## [Texto extraído]

Soy médico y sacerdote. Como médico sé muy bien el beneficio de las vacunas: inoculan un elemento nocivo, pero con pérdida de su efecto. Su presencia en el organismo despierta la producción de anticuerpos, para que, en caso de que ingrese al organismo el germen pueda ser controlado y no producir la enfermedad, o, si produce, sus efectos sean reducidos
Hace poco me decía un amigo de 65 años: “Todavía no me vacuné, tengo miedo de que me coloquen un chip y me hagan pensar diferente”; también comentó una bioquímica que todavía no se había vacunado: las vacunas tardan quince años en ser aprobadas, y estas que se ofrecen tienen poco más de un año de prueba y experimentos.
En la novela Los novios, de Alessandro Manzoni, escrita en 1820, se describe la peste que hubo en Milán. También había al comienzo negación de los médicos, de la población, le atribuían a otro germen, y, sin embargo, iban en aumento los muertos. Algunos manchaban las paredes de las casas para contagiar o decir que allí había enfermos. Los aislaban a los enfermos en grandes alojamientos, hacinados. No se reaccionó a tiempo por mirar a otro lado.

## [Datos de origen]
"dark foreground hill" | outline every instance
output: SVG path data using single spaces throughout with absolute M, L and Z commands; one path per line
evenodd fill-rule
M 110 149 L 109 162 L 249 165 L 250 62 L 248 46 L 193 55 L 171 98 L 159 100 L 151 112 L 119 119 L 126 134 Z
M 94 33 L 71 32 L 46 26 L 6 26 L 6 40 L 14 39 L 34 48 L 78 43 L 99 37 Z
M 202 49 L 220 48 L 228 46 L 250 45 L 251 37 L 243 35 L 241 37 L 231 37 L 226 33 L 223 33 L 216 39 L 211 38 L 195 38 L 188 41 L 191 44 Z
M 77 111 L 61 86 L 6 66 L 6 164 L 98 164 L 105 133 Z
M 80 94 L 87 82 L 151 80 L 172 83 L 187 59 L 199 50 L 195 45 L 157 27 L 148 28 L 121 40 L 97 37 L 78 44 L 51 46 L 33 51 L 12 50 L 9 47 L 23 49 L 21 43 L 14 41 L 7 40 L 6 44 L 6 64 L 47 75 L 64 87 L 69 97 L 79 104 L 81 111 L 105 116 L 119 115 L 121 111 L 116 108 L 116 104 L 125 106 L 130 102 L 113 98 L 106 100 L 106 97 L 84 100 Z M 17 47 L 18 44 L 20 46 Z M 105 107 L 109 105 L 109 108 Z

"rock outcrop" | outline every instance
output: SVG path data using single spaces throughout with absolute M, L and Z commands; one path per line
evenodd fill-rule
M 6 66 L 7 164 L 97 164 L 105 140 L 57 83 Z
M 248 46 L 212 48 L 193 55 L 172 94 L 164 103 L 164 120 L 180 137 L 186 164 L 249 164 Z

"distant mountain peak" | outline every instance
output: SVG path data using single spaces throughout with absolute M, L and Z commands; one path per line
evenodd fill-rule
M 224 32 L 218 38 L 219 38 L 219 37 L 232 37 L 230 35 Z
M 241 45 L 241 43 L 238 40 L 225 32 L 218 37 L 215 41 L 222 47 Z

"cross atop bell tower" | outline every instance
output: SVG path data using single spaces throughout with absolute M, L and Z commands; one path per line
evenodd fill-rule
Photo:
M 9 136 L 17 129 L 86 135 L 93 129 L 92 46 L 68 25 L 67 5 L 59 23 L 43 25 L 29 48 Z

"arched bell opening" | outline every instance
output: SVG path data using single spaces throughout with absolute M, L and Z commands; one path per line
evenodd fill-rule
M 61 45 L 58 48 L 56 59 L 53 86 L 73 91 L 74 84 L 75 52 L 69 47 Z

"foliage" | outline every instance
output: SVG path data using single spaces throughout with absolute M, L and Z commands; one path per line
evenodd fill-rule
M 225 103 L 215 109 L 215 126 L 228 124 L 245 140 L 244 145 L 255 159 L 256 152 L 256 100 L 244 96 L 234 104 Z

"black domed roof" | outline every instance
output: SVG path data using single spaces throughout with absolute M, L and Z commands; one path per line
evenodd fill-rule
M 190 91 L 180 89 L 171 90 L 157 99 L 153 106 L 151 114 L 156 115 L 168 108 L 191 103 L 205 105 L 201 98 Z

## [Tareas por realizar]
**A.** Transcribe del texto sobre las vacunas el fragmento que empieza en las palabras "Soy médico y" y acaba después de "prueba y experimentos.".
**B.** ¿Cómo sigue el texto sobre las vacunas y la peste de Milán? Escribe una continuación a partir de su última oración.

## [Respuestas en orden]
**A.**
Soy médico y sacerdote. Como médico sé muy bien el beneficio de las vacunas: inoculan un elemento nocivo, pero con pérdida de su efecto. Su presencia en el organismo despierta la producción de anticuerpos, para que, en caso de que ingrese al organismo el germen pueda ser controlado y no producir la enfermedad, o, si produce, sus efectos sean reducidos
Hace poco me decía un amigo de 65 años: “Todavía no me vacuné, tengo miedo de que me coloquen un chip y me hagan pensar diferente”; también comentó una bioquímica que todavía no se había vacunado: las vacunas tardan quince años en ser aprobadas, y estas que se ofrecen tienen poco más de un año de prueba y experimentos.

**B.**
Ahora, gracias a Dios y a las vacunas, ha descendido el número de defunciones del personal de blanco. Yo me vacuné. Lo deseaba para sentirme protegido. Por otro lado, tengo que interactuar con muchas personas, ahora lo hago con más confianza. Era consciente de que también yo podía –y todavía puedo– contagiar a otros. No es sano el providencialismo. Pensar que Dios me va a proteger. Dios ayuda cuando uno se ayuda.
Una consideración ética que se plantea es la siguiente: Jesús dijo: “Amarás a tu prójimo como a ti mismo” (Mt. 22,39); por esa razón tenemos obligación de cuidar nuestro cuerpo y el de los demás.
La pandemia nos ha privado de tantas cosas: ver vacías las escuelas, los colegios, los comercios, los clubes, las canchas, las iglesias. Entre todos tenemos que superar esta prueba. Recomiendo vivamente vacunarse, es la solución definitiva por lo menos para esta pandemia. No sabemos qué vendrá después.
Es cierto que en medicina y en la vida no todo es blanco o negro, hay grises. Hay vacunas muy bien conocidas que no tienen ningún inconveniente médico ni moral; pero también hay otras que sí presentan reparos médicos y/o morales acerca de su intención o procedencia.
Pero tampoco generalizar: los grandes avances de la humanidad se han dado, en parte, gracias a los descubrimientos en el área de la salud. Es de alguna forma obedecer al mandato de Dios al comienzo del género humano: “El Señor Dios tomó al hombre y lo colocó en el jardín de Edén, para que lo guardara y lo cultivara” (Gen 2,15).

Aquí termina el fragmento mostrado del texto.